= What is needed =
Copy each line below that has "green".

= Available data =
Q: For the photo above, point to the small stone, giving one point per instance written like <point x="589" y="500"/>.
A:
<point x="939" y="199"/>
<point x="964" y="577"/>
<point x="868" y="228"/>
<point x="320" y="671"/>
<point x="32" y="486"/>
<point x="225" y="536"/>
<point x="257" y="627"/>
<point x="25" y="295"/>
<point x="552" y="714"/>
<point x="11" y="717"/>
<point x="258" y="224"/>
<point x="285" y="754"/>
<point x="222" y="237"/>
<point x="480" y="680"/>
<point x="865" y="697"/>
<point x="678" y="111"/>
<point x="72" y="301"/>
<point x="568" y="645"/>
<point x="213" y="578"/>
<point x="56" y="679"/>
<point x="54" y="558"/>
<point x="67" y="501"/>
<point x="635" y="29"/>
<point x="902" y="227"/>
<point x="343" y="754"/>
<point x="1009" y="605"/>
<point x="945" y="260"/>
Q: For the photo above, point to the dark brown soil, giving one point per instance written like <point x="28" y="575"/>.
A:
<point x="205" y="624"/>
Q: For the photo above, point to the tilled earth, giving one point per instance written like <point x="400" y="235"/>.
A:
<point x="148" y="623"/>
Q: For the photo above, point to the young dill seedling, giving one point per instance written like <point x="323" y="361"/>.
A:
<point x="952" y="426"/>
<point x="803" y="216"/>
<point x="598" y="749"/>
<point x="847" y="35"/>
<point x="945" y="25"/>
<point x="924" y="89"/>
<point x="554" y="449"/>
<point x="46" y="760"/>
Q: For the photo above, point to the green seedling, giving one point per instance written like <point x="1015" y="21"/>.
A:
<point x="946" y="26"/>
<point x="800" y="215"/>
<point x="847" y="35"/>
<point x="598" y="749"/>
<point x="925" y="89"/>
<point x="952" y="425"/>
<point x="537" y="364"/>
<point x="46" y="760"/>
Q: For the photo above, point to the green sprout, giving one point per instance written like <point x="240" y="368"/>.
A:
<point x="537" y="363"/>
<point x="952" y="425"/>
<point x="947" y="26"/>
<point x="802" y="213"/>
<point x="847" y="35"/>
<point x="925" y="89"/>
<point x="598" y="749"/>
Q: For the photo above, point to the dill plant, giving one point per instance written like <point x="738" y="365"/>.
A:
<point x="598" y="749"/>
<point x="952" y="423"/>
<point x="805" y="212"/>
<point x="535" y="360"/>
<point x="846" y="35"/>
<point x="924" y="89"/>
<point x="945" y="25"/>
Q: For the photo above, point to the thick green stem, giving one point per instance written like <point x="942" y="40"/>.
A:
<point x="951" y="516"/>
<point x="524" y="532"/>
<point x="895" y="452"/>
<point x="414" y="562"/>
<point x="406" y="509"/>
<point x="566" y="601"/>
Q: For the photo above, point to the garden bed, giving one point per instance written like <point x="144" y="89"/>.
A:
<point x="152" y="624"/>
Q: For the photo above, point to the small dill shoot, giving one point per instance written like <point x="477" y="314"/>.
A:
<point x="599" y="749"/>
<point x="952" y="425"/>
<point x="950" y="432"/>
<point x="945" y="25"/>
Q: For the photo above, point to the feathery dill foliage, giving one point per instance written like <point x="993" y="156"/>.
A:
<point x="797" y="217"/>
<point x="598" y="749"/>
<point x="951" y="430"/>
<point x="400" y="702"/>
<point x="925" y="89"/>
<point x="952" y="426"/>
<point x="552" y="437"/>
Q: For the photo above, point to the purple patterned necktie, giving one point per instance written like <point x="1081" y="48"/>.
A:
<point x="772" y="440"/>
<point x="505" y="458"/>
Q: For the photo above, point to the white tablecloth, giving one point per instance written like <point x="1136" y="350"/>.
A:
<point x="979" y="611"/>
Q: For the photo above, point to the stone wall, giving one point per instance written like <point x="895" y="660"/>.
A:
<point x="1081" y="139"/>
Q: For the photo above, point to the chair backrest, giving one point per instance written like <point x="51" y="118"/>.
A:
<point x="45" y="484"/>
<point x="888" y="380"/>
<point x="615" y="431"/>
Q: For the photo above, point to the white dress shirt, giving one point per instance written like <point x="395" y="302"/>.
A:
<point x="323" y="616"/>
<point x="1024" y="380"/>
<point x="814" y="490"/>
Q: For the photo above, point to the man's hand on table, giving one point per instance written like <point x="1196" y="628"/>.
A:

= Solution to the exercise =
Q: For the photo above, point to the green seedling, giving one point per instance written like <point x="1015" y="21"/>.
Q: For the photo above, point to the green sprout, giving one point per instance written like <point x="240" y="368"/>.
Q: For the photo above, point to the thick green stem, giving one point per instance written like <point x="942" y="40"/>.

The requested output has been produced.